§ **Supplied material**:
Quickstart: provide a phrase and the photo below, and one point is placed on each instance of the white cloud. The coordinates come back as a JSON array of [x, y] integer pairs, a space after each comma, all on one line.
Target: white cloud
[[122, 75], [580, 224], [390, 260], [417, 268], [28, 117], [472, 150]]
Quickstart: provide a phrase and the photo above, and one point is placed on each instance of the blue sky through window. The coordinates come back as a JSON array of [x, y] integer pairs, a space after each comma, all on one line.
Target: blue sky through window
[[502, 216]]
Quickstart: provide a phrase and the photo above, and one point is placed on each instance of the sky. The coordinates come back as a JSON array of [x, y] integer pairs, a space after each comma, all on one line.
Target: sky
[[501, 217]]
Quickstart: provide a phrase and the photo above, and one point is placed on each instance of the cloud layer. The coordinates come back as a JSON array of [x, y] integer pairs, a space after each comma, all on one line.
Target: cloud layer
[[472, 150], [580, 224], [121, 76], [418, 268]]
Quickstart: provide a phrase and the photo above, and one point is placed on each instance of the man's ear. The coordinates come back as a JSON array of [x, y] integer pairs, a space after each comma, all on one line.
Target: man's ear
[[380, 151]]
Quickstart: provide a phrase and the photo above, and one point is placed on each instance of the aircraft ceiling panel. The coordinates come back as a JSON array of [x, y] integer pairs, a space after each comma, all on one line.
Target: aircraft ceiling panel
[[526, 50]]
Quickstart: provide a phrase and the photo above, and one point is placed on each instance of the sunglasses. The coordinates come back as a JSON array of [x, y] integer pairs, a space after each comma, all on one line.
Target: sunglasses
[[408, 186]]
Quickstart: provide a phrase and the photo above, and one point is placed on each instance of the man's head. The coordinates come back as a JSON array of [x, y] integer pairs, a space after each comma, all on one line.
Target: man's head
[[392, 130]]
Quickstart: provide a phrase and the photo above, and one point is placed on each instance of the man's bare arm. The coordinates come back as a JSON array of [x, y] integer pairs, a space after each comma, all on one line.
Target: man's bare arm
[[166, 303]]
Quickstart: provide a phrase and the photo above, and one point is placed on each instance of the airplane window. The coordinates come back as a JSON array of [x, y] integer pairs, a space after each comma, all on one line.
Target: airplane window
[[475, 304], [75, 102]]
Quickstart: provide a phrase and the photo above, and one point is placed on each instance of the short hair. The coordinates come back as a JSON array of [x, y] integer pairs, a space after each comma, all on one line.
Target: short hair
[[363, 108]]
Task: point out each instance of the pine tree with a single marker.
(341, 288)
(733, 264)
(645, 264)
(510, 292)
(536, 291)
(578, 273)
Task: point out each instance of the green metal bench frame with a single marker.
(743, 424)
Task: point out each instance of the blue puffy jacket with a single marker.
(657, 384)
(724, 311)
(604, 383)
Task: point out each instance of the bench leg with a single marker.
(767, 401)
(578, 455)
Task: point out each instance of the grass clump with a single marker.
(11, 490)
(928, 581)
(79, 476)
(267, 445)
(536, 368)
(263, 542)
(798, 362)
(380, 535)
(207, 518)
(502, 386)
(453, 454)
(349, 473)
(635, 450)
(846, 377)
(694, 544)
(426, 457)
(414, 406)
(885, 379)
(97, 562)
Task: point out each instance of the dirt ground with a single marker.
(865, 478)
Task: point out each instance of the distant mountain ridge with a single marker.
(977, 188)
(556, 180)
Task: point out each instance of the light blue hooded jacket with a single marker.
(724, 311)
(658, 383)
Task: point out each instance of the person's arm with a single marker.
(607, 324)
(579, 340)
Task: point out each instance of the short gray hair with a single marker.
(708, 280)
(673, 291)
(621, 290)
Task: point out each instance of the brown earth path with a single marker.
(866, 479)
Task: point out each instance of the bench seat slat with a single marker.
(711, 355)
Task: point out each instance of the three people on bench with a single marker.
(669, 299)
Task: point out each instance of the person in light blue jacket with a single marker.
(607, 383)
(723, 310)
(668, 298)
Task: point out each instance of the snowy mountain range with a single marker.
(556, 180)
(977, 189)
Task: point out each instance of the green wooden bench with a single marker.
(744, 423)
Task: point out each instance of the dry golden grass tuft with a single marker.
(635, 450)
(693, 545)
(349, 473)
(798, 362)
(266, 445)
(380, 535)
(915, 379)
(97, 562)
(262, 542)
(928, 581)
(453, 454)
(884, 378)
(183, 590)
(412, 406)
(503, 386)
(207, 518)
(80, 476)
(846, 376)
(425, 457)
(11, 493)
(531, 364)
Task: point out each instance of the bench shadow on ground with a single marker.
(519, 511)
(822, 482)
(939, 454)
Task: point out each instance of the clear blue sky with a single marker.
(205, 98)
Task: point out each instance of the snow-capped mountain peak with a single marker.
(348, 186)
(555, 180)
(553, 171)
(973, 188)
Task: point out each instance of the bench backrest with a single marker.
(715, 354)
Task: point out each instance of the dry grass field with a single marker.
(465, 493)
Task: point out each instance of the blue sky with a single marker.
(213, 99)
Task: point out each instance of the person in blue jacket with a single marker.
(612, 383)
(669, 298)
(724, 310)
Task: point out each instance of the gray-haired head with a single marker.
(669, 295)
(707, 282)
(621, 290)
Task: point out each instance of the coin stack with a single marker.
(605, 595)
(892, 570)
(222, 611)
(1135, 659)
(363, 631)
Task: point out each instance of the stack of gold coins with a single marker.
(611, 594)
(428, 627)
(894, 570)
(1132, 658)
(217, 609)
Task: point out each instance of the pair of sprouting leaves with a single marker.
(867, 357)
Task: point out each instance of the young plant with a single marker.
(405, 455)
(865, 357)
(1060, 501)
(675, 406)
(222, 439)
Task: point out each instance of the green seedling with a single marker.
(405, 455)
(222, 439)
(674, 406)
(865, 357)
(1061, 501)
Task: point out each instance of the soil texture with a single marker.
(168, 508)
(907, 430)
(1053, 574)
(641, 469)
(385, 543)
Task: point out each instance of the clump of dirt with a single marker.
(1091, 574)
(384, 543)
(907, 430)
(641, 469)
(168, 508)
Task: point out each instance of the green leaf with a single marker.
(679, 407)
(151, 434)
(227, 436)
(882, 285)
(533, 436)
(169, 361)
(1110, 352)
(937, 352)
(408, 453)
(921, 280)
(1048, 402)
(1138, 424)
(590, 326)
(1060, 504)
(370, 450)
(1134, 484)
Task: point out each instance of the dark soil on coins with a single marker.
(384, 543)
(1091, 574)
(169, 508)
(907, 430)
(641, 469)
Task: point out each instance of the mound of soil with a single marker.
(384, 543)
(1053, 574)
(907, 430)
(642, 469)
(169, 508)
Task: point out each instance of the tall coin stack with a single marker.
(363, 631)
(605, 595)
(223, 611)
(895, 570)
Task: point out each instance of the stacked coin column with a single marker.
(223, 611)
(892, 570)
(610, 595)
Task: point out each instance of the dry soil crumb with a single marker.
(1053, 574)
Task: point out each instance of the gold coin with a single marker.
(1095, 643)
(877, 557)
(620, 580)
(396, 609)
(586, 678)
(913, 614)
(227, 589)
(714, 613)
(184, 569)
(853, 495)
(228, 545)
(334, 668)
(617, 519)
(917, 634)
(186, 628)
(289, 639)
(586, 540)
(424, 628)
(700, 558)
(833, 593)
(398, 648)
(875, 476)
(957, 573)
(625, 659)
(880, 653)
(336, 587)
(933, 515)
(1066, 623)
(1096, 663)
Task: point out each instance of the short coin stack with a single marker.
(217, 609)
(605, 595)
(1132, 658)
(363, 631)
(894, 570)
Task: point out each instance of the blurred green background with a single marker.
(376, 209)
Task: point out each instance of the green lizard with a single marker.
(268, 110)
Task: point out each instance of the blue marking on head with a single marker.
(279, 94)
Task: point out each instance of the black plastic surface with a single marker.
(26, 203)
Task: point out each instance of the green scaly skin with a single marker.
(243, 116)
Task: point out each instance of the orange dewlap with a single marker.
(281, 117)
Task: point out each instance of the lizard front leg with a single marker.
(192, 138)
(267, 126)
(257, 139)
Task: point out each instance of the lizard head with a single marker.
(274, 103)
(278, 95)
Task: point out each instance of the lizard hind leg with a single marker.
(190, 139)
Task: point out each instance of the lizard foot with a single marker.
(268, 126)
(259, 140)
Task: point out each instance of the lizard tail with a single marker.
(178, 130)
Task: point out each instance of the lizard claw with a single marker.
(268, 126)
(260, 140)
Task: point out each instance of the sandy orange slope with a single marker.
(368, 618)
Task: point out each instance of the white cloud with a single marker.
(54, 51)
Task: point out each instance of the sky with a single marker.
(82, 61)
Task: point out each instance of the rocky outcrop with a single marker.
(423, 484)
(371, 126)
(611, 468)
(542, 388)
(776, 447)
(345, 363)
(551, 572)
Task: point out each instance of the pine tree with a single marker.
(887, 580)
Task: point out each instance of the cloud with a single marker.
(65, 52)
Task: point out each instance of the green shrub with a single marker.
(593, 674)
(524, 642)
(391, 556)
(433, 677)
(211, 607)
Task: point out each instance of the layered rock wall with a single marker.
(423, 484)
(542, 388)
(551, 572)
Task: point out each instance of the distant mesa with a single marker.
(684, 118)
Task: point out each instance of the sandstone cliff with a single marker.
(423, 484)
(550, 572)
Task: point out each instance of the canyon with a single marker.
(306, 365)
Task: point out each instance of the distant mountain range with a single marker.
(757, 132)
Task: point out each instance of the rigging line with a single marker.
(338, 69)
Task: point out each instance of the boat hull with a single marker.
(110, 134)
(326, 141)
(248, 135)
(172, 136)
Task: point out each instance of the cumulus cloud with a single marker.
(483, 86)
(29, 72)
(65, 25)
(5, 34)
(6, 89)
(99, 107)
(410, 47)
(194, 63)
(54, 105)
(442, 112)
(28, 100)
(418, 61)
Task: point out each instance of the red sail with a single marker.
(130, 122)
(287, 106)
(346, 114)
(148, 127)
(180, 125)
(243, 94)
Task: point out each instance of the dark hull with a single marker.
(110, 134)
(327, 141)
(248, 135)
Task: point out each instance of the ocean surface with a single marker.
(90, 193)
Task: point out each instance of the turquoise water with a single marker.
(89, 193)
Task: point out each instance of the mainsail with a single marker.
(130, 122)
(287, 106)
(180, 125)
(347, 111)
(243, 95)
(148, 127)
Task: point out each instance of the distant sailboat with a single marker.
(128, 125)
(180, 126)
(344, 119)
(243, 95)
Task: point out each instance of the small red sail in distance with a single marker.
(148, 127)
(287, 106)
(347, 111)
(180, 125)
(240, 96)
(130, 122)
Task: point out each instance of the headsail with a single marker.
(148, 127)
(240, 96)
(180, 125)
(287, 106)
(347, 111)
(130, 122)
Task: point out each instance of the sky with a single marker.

§ **Task prompt**:
Return exactly the opening lines of the listing above, ending with the line that has "the man's head.".

§ **Solution for this task**:
Quickstart: provide a phrase and the photo below, and one point is placed on each instance of the white cloud. The coordinates come back as a JSON array of [x, y] integer pairs, a space after each comma, all on one line.
Target: white cloud
[[122, 75], [580, 224], [390, 260], [417, 268], [28, 117], [472, 150]]
Quickstart: provide a phrase and the photo above, and one point is placed on each instance of the blue sky through window. The coordinates come back as a JSON array of [x, y] integer pairs, a space after each comma, all on one line.
Target: blue sky through window
[[502, 216]]
Quickstart: provide a phrase and the photo above, and one point is placed on each instance of the sky. The coordinates come back as a JSON array of [x, y] integer pairs, a space after each comma, all on one line.
Target: sky
[[501, 217]]
Quickstart: provide a phrase and the photo above, and one point is placed on each instance of the cloud layer. The coordinates come back as a JSON array of [x, y] integer pairs, a space after each comma, all on one line.
Target: cloud layer
[[472, 150], [580, 224], [121, 76], [418, 268]]
Quickstart: provide a phrase and the photo above, and one point is placed on each instance of the man's ear. The coordinates come back as a JSON array of [x, y] integer pairs, a space after each comma, all on one line.
Target: man's ear
[[380, 151]]
Quickstart: provide a phrase and the photo above, and one point is placed on each instance of the aircraft ceiling panel. The coordinates come back as a JSON array of [x, y] integer pairs, a space after each comma, all on one line.
Target: aircraft ceiling panel
[[526, 50]]
Quickstart: provide a phrase and the photo above, and one point is placed on each instance of the sunglasses. The coordinates come back as a JSON array of [x, y] integer pairs, a space after each comma, all on one line.
Target: sunglasses
[[408, 186]]
Quickstart: provide a phrase and the photo above, and one point is placed on each instance of the man's head. The coordinates come back as a JSON array of [x, y] integer pairs, a space after each comma, all on one line.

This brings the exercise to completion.